start SOURCE

BBC’s Radio 2 magazine describes Oli as “an exceptional fiddler” and the folk magazine Taplas calls him “a master musician who can make his violin sit up and beg.”
Oli now lives about 30 minutes outside Abergavenny and is a former pupil of King Henry VIII school.
The third, and newest, member of Alaw is singer and multi-instrumentalist Nia Lynn – who also studied at King Henry in Abergavenny.
With a performing career effortlessly spanning folk and jazz, Nia has graced some of the great stages of the world - from Ronnie Scott’s to The Royal Albert Hall, the Royal Festival Hall and The Barbican.
Now she is central not just of the live act but also to Alaw’s much anticipated album Drawn to the Light.
It is a bilingual masterpiece (in Welsh it’s Denwyd i’r Goleuni) with an accompanying booklet you read from one end in Welsh and from the other in English.
“Playing and recording with Dylan and Oli, you need to be right at the top of your game,” says Nia.
“And in a live show, no matter how much we rehearse, they’ll always throw an unexpected piece of brilliance into the mix.
‘‘My job is to keep them on their toes as well. This is going to be a great, great night.”
Tickets are £16 (students £12; children £8) and are available from The Art Shop and at the Chapel (artshopandgallery.co.uk), with booking essential.

end SOURCE
start DATA SHOWN

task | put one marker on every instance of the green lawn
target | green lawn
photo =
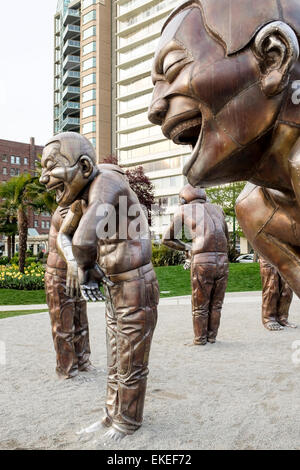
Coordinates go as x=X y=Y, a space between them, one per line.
x=17 y=313
x=173 y=281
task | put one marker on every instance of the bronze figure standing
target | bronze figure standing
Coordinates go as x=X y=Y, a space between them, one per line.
x=276 y=298
x=106 y=233
x=206 y=224
x=226 y=78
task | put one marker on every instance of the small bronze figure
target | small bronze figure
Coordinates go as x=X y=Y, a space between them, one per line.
x=107 y=233
x=226 y=78
x=68 y=314
x=276 y=298
x=206 y=224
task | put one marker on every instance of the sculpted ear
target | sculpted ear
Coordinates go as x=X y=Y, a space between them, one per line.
x=87 y=165
x=277 y=49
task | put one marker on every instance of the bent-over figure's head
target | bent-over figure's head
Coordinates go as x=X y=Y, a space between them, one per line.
x=189 y=194
x=69 y=163
x=223 y=75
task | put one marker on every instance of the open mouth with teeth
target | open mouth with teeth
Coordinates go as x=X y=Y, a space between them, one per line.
x=59 y=189
x=187 y=132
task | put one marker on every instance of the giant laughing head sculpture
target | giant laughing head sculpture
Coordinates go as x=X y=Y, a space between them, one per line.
x=225 y=76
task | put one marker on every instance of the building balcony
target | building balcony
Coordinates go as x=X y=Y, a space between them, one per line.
x=71 y=92
x=71 y=47
x=72 y=62
x=71 y=107
x=70 y=123
x=71 y=32
x=71 y=17
x=71 y=78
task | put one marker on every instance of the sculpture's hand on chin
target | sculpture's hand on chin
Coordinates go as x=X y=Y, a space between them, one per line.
x=72 y=284
x=90 y=281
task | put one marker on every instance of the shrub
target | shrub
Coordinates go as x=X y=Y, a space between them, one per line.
x=164 y=256
x=4 y=260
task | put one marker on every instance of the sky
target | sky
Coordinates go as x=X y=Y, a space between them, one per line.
x=26 y=64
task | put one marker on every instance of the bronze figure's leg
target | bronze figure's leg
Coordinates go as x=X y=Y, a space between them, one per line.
x=264 y=229
x=216 y=303
x=112 y=380
x=81 y=340
x=270 y=297
x=286 y=297
x=135 y=304
x=202 y=285
x=62 y=311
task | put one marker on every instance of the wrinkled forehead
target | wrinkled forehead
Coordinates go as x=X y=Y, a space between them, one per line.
x=52 y=152
x=187 y=30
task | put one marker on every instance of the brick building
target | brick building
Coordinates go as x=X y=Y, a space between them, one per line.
x=17 y=158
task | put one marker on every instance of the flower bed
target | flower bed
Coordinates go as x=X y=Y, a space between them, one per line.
x=32 y=279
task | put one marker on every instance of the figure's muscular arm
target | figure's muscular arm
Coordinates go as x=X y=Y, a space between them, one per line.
x=294 y=167
x=169 y=237
x=103 y=200
x=64 y=246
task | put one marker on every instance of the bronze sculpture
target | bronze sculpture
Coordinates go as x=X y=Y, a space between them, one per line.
x=68 y=314
x=206 y=224
x=276 y=298
x=107 y=233
x=226 y=75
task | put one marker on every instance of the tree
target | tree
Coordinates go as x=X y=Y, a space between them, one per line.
x=14 y=192
x=140 y=184
x=226 y=196
x=19 y=194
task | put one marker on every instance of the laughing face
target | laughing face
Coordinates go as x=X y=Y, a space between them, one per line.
x=210 y=101
x=59 y=174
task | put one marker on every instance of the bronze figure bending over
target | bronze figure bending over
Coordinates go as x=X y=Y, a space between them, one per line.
x=68 y=314
x=226 y=77
x=106 y=232
x=209 y=260
x=276 y=298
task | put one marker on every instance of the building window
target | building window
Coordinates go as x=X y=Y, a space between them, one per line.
x=89 y=63
x=90 y=47
x=89 y=95
x=89 y=16
x=89 y=111
x=89 y=32
x=89 y=79
x=87 y=3
x=89 y=127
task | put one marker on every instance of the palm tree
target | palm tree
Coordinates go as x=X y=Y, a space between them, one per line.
x=8 y=226
x=14 y=192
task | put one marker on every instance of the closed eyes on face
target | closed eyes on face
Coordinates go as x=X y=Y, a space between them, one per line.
x=174 y=63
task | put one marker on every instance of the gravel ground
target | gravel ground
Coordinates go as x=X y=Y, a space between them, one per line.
x=241 y=393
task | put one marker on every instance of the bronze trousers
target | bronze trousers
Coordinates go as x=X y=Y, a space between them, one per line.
x=209 y=276
x=276 y=295
x=69 y=323
x=131 y=315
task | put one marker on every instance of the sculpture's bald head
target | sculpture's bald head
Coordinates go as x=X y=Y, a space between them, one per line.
x=221 y=72
x=69 y=163
x=189 y=194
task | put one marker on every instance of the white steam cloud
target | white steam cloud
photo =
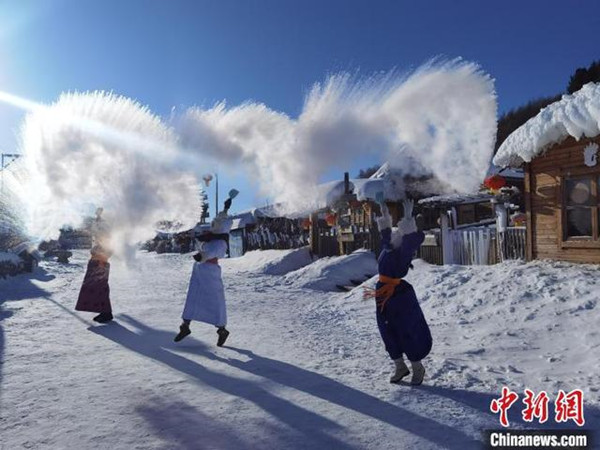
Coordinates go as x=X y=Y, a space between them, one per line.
x=101 y=150
x=440 y=120
x=97 y=149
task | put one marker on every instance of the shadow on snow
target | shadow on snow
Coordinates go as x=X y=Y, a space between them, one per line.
x=309 y=424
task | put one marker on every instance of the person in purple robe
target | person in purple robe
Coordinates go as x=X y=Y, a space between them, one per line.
x=94 y=295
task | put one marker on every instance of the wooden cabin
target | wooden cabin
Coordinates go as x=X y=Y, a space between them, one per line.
x=562 y=199
x=559 y=149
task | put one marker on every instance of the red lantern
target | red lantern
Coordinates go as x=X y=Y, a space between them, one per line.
x=330 y=219
x=495 y=182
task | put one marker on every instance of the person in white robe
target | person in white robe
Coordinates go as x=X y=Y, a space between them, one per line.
x=205 y=301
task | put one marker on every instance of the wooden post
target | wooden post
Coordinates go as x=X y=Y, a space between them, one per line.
x=528 y=213
x=314 y=233
x=447 y=254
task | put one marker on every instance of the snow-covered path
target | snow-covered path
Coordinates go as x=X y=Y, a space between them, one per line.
x=301 y=369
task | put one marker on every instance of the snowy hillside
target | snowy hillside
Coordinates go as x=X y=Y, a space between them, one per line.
x=303 y=368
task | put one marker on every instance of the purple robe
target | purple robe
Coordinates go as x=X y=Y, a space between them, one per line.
x=94 y=295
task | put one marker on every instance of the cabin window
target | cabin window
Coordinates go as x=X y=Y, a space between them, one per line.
x=581 y=208
x=466 y=214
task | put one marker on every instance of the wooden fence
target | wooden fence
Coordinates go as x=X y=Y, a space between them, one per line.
x=476 y=246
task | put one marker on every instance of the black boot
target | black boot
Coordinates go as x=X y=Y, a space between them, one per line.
x=223 y=333
x=103 y=317
x=184 y=330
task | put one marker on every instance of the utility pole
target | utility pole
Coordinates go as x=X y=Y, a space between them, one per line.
x=217 y=194
x=8 y=157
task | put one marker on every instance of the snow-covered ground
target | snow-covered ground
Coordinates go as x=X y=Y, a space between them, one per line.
x=303 y=368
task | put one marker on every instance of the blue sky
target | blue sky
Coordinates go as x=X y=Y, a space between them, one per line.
x=177 y=53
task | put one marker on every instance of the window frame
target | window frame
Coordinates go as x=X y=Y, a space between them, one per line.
x=579 y=242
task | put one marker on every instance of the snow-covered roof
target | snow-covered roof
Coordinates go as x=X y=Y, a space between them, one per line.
x=249 y=216
x=507 y=172
x=576 y=115
x=455 y=199
x=10 y=258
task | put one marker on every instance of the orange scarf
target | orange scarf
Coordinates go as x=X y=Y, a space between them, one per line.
x=385 y=292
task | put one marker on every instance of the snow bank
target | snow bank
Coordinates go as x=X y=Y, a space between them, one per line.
x=576 y=115
x=325 y=273
x=518 y=324
x=270 y=262
x=9 y=258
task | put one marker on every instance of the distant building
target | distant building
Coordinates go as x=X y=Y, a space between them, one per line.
x=559 y=151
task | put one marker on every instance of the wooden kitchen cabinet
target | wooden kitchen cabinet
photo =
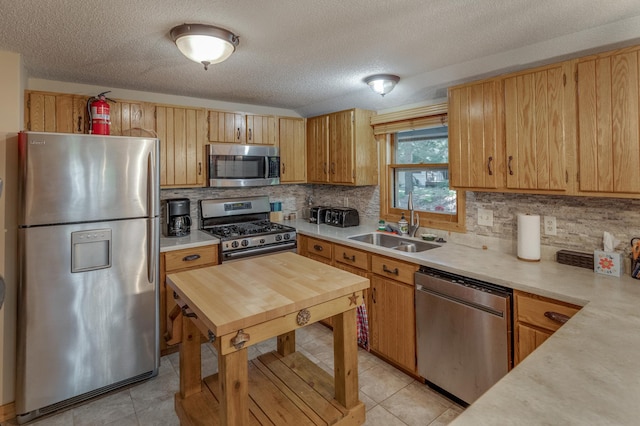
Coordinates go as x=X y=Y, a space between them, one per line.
x=317 y=249
x=132 y=118
x=392 y=311
x=261 y=130
x=175 y=261
x=476 y=153
x=539 y=111
x=609 y=125
x=182 y=133
x=226 y=127
x=318 y=149
x=64 y=113
x=342 y=149
x=293 y=150
x=535 y=319
x=55 y=112
x=235 y=127
x=357 y=262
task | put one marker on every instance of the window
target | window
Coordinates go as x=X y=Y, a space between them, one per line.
x=421 y=166
x=416 y=155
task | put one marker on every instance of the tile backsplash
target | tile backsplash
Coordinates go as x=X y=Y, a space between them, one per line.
x=580 y=221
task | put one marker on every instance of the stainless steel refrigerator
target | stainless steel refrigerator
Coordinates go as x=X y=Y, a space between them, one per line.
x=88 y=247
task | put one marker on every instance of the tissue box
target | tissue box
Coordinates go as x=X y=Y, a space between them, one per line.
x=607 y=263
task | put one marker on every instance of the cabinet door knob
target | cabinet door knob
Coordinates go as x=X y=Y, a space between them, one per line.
x=351 y=258
x=557 y=317
x=393 y=271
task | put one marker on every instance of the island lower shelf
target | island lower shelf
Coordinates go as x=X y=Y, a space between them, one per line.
x=289 y=390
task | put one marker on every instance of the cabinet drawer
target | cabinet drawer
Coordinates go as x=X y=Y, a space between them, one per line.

end DATA SHOWN

WORK TO BE COMPLETED =>
Do the following statements agree with the text about the band Alaw? For each, answer yes or no and quote the deciding words from the text.
1. Nia Lynn is the newest member of Alaw.
2. Oli lives in Abergavenny.
3. Tickets for children cost £12.

FINAL RESULT =>
1. Yes: "The third, and newest, member of Alaw is singer and multi-instrumentalist Nia Lynn"
2. No: "Oli now lives about 30 minutes outside Abergavenny"
3. No: "students £12; children £8"